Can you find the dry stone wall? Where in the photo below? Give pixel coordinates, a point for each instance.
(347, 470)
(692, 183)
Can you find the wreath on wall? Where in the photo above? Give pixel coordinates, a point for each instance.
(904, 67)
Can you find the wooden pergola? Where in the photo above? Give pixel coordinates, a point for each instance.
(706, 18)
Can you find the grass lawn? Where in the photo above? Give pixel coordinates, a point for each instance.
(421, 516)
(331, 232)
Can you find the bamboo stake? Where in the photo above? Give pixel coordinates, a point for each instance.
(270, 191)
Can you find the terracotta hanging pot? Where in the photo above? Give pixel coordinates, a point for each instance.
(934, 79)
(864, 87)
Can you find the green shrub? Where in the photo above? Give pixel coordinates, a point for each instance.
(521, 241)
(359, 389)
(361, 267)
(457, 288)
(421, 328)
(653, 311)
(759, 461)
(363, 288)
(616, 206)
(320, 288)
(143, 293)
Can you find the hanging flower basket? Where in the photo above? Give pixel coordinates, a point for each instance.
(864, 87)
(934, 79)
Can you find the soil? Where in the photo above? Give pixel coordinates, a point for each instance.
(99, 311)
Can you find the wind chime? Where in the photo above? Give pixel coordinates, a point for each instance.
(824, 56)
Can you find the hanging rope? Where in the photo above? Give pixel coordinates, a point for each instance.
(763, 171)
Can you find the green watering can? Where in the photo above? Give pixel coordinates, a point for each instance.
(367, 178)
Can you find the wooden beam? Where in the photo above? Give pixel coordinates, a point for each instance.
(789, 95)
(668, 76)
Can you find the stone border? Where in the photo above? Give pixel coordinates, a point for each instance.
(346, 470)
################
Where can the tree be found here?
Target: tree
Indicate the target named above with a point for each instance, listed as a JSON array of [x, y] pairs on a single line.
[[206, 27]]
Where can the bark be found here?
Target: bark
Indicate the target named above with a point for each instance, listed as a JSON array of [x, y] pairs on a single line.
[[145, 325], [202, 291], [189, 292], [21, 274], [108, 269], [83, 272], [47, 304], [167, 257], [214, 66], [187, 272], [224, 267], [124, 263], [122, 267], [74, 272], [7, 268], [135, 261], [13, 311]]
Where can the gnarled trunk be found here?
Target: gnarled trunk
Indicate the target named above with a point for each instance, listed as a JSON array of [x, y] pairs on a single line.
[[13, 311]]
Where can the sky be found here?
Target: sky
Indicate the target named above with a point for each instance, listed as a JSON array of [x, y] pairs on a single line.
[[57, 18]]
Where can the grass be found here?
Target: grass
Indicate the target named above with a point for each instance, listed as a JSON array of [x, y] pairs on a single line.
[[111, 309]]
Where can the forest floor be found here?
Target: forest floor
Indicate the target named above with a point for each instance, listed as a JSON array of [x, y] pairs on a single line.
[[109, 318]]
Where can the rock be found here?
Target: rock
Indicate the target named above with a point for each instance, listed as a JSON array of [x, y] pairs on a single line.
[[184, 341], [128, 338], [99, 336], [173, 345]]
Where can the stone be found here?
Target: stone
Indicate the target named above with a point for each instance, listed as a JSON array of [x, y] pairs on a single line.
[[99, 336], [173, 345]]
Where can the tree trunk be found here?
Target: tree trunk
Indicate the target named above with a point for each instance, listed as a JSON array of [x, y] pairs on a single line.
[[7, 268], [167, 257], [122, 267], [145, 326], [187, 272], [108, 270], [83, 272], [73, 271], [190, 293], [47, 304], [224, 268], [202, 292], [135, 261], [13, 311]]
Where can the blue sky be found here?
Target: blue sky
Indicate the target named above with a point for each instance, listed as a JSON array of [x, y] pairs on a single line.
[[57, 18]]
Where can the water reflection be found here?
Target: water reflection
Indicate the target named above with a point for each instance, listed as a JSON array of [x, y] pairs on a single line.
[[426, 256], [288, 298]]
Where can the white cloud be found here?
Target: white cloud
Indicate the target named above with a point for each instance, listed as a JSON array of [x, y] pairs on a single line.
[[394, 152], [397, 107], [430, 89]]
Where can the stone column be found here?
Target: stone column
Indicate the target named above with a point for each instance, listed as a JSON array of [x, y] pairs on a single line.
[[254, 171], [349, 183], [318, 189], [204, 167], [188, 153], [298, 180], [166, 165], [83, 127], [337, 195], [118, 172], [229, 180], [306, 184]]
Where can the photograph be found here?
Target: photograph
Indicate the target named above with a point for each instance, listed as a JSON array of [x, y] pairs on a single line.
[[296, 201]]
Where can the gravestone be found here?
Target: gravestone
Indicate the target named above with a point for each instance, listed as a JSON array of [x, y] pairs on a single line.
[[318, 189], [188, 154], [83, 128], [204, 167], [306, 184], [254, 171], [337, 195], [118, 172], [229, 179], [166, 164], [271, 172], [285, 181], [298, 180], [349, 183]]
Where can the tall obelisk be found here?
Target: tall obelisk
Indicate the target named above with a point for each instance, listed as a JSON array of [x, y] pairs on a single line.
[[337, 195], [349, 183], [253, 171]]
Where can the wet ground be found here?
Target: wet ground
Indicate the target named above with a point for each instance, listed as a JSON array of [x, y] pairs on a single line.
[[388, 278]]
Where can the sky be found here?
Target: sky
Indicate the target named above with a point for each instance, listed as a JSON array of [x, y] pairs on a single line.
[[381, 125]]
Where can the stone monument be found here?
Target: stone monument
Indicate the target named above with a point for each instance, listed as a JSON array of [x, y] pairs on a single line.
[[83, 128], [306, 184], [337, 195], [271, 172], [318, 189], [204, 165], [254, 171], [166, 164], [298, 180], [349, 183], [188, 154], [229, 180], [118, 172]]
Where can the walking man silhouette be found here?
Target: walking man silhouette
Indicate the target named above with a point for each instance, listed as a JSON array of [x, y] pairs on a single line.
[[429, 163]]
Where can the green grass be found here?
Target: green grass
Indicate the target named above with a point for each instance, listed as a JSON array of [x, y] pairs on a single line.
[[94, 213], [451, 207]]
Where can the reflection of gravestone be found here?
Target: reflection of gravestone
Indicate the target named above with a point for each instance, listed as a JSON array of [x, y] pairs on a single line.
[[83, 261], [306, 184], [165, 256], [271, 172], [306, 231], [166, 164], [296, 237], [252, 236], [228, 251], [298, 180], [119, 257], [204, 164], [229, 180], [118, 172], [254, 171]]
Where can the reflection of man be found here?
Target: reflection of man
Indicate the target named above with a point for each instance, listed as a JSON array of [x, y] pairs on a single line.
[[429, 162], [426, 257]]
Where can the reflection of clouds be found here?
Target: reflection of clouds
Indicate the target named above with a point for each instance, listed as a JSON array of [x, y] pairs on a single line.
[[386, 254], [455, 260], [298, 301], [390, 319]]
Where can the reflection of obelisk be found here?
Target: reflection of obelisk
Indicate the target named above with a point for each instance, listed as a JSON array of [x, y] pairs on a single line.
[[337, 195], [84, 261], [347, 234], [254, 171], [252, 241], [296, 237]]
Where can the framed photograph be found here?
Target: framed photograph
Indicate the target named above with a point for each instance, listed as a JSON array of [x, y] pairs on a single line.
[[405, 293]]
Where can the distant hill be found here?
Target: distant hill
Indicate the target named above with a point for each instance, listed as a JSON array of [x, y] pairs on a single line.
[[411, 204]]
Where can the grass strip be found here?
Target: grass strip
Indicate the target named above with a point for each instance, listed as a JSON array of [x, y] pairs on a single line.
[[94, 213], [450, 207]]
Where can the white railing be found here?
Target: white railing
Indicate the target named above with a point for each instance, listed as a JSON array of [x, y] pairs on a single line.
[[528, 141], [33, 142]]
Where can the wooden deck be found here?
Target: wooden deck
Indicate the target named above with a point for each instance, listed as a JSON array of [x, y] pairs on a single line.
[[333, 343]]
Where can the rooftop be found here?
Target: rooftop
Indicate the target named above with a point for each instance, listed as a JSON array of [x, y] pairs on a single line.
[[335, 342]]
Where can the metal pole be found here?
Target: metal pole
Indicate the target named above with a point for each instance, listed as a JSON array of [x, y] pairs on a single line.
################
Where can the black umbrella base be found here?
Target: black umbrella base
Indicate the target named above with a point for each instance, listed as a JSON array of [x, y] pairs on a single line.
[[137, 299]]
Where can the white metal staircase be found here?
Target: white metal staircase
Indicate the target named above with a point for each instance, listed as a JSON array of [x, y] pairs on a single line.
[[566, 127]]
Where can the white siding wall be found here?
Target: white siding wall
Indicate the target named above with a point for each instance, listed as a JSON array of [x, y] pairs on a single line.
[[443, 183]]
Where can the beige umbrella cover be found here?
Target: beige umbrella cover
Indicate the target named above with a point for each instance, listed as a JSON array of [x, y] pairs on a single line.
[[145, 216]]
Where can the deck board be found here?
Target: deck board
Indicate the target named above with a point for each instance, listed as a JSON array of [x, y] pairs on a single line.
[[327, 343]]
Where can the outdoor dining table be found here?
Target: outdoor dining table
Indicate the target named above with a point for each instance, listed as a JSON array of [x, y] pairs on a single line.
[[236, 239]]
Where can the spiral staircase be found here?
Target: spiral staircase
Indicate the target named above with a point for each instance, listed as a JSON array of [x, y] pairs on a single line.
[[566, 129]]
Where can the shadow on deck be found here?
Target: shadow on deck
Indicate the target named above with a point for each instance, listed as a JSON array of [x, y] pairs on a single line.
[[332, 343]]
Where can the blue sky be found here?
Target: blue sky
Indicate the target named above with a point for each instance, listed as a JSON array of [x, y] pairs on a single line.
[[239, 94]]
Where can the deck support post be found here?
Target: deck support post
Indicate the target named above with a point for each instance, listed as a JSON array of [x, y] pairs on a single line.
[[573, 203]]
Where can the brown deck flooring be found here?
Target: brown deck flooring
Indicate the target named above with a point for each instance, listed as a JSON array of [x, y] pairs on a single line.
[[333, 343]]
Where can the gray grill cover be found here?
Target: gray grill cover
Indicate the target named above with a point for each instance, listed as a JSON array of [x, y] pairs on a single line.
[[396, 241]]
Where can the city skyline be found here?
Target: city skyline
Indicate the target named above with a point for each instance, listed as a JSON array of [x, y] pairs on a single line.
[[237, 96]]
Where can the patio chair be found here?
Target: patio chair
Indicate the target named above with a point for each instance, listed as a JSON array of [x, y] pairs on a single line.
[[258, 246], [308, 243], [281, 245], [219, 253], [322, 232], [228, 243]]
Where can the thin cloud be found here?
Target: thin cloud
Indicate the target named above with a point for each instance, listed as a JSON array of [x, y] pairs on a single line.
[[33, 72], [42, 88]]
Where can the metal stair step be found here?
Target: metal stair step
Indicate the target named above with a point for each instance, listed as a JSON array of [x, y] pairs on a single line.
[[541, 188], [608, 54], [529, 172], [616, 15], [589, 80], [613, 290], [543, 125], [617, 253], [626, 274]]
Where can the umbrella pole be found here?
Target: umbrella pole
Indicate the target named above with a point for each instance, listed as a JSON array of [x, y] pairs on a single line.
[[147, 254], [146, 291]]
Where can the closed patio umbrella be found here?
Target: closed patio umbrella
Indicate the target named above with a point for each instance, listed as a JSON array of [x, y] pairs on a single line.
################
WORK TO COMPLETE:
Say only how many lines above contain "white", with no other words.

OUTPUT OF THE EXERCISE:
8